Çıkarılmış metin:
------------------------------
Click Here!
      "Gerçekten" haber verir 12 Nisan 2007
Mehmet Fırıncı ve Mehmet Kutlular ; Mehmet Emin Birinci'yi anlattı...indirmek ve dinlemek için tıklayınız

Eski tarihli sayılar

Görüş, teklif ve
eleştirilerinizi
[email protected]
adresine bekliyoruz.
 

M. Latif SALİHOĞLU

Darbe mantığı



Dünkü "tarih köşesi" yazımızda, 27 Mayıs darbecilerinin o kanlı günü nasıl "resmî bayram" olarak ilân ettiklerini anlatmıştık.

Aşağıda gördüğünüz bugünkü tarih köşesi yazısında ise, aynı ihtilâlcilerin Üstad Bediüzzaman'ın temeline harç koyduğu Isparta Tugay Camiine nasıl darbe vurduklarının hikâyesi anlatılıyor.
------------------------------
Yazılı problem: Çıkarılmış metne göre bugünkü tarih köşesi yazısı, ihtilâlcilerin hangi camiye darbe vurduğunu anlatıyor? Lütfen yalnızca çıkarılmış metne dayanın.
------------------------------
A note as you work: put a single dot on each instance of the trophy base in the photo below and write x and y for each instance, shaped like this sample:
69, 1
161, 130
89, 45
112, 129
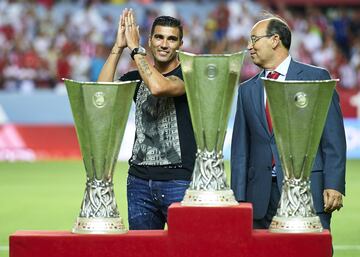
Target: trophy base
295, 225
209, 198
99, 226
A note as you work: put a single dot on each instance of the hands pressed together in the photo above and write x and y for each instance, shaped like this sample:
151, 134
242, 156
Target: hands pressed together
128, 34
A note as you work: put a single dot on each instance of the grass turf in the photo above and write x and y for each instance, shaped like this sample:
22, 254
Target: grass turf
48, 195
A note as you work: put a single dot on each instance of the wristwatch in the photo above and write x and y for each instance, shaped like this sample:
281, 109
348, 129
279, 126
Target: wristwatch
138, 50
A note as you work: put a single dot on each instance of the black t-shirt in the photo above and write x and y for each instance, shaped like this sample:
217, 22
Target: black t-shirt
164, 146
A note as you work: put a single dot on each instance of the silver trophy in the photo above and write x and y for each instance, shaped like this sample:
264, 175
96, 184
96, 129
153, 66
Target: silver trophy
210, 82
100, 112
298, 112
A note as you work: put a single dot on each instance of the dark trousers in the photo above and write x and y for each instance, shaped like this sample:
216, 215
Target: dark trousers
265, 222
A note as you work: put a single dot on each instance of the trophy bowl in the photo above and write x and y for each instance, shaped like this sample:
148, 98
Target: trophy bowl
298, 112
100, 112
210, 82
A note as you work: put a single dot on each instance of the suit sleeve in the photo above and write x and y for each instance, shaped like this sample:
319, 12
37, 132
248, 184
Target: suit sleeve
239, 151
333, 145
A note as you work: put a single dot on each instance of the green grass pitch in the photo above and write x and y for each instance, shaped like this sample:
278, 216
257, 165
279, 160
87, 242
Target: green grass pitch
48, 195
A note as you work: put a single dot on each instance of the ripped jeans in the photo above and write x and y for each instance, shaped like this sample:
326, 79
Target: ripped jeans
148, 201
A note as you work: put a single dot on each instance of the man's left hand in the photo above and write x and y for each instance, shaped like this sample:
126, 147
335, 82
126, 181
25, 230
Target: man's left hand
------------------------------
Alıştırma çıktısı: Isparta Tugay Camiine.